Natural language region descriptions

• • •

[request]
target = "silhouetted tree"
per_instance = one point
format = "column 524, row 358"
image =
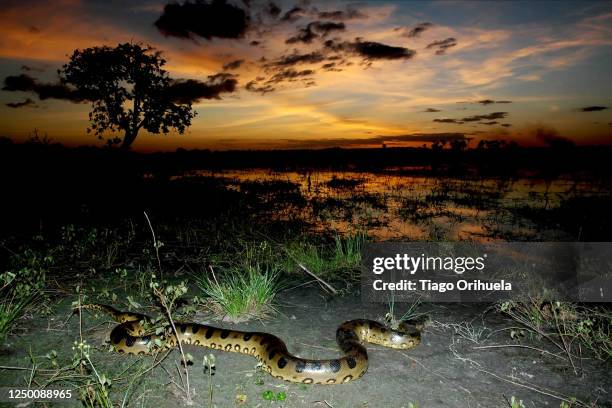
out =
column 128, row 89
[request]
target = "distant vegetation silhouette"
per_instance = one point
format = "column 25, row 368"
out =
column 127, row 74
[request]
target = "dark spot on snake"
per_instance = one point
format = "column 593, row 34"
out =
column 351, row 362
column 315, row 366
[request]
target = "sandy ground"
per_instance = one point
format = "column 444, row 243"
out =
column 447, row 370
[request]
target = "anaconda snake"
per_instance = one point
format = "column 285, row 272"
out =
column 129, row 337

• • •

Identify the lines of the data that contain the word "format". Copy each of them.

format = "column 524, row 358"
format = "column 25, row 368"
format = "column 593, row 34"
format = "column 444, row 243"
format = "column 285, row 272"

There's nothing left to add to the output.